Human sensorimotor organoids derived from healthy and amyotrophic lateral sclerosis stem cells form neuromuscular junctions

The neuromuscular junction (NMJ) is a key synapse with diagnostic and therapeutic relevance for motor neuron diseases. In amyotrophic lateral sclerosis (ALS), NMJ degeneration is among the earliest pathological events. Approximately 90% of ALS cases are sporadic and ~10% are familial, involving diverse genes (e.g., SOD1, FUS, TARDBP/TDP-43, PFN1, C9orf72). Given the heterogeneity of genetic backgrounds and human-specific features, iPSC-based disease modeling is needed. However, generating NMJs from human iPSCs has been challenging; many systems rely on primary human or mouse muscle, limiting genotype-specific muscle contributions and have not been robustly validated across multiple lines. This study establishes human sensorimotor organoids that produce functional NMJs and applies them to model distinct ALS variants, hypothesizing that NMJ structure and function will be impaired in ALS backgrounds and that isogenic gene editing will reduce organoid variability and reveal mutation-specific NMJ phenotypes.

*Stored data*
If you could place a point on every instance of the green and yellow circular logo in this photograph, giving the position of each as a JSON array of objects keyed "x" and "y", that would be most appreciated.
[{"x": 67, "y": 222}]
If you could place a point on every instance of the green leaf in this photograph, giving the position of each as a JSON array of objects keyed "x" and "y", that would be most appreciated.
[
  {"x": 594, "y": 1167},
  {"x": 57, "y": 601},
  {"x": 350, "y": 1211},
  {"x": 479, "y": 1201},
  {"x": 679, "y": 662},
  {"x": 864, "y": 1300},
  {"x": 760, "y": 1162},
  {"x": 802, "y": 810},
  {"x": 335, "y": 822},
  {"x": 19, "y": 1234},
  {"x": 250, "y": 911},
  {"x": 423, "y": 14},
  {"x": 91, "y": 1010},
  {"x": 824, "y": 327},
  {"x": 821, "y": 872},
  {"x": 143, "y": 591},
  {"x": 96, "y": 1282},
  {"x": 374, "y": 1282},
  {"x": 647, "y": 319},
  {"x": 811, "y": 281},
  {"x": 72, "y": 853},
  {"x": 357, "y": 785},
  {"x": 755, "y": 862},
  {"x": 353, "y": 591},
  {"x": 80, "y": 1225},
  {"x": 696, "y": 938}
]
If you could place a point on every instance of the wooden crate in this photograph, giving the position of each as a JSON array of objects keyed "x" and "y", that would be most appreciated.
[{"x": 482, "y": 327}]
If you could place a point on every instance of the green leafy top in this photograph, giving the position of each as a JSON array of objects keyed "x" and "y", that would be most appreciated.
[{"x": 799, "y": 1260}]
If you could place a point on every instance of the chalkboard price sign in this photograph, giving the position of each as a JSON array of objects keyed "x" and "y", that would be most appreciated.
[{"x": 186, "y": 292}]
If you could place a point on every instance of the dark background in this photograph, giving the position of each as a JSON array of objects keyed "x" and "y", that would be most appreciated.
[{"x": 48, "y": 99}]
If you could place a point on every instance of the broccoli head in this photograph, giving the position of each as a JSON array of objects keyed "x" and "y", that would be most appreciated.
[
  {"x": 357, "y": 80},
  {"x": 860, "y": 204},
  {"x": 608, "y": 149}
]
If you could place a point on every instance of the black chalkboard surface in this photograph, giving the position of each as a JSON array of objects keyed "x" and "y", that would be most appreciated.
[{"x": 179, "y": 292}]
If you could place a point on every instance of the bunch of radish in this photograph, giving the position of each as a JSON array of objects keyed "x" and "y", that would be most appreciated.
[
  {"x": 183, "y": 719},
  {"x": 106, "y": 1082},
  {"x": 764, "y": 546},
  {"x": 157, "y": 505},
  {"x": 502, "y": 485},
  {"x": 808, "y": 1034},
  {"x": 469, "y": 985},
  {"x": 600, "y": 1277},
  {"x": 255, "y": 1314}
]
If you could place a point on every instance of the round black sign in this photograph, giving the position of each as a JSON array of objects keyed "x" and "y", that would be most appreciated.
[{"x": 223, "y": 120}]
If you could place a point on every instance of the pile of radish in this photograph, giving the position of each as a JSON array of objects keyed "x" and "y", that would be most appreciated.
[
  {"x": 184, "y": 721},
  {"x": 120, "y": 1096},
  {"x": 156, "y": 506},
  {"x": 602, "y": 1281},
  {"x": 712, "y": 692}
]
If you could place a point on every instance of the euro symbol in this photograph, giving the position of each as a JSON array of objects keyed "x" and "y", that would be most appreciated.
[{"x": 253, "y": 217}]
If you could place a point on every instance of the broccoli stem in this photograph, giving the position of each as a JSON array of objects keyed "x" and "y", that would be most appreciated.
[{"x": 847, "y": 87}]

*Prompt 1*
Answer these from the passage on ALS sensorimotor organoids:
(a) Roughly what share of ALS cases are sporadic?
(b) Which event does the passage list among the earliest pathological events in ALS?
(c) What two effects does the study expect from isogenic gene editing?
*Prompt 2*
Turn the paragraph of the passage on ALS sensorimotor organoids that starts "The neuromuscular junction (NMJ) is a key synapse" into a bulleted list that keeps its main facts.
*Prompt 3*
Extend the passage on ALS sensorimotor organoids, picking up right after its last sentence.
The entries are separate material with no link to the passage on ALS sensorimotor organoids.

*Result 1*
(a) About 90%.
(b) NMJ degeneration.
(c) Less organoid variability and the revealing of mutation-specific NMJ phenotypes.

*Result 2*
- The neuromuscular junction (NMJ) is a key synapse that matters for diagnosing and treating motor neuron diseases.
- In ALS, NMJ degeneration is one of the earliest pathological events.
- About 90% of ALS cases are sporadic and about 10% are familial, involving genes such as SOD1, FUS, TARDBP/TDP-43, PFN1, and C9orf72.
- Because genetic backgrounds vary and some features are specific to humans, disease modeling based on iPSCs is needed.
- Making NMJs from human iPSCs has been hard. Many systems use primary human or mouse muscle, which limits genotype-specific muscle contributions, and they have not been robustly validated across multiple lines.
- This study builds human sensorimotor organoids that form functional NMJs and uses them to model distinct ALS variants.
- It hypothesizes that NMJ structure and function will be impaired in ALS backgrounds and that isogenic gene editing will reduce organoid variability and reveal mutation-specific NMJ phenotypes.

*Result 3*
Prior work developed protocols for differentiating spinal motor neurons and skeletal muscle from human iPSCs, but co-cultures often required primary human or mouse muscle to form NMJs, reducing the ability to study muscle genotype-specific effects. One report generated NMJs from ALS iPSC-derived motor neurons co-cultured with myoblasts from a single control iPSC line in a microfluidic device, showing impaired entrainment with optogenetic stimulation, but robustness across multiple ALS and control lines remained unclear. Brain and neuromuscular organoid approaches have shown promise, yet concerns persist about among- and within-line variability, which can confound disease modeling. The present study addresses these gaps by creating adherent sensorimotor organoid cultures from multiple iPSC lines, including isogenic pairs carrying familial ALS mutations, and systematically quantifying both structure and function at the NMJ.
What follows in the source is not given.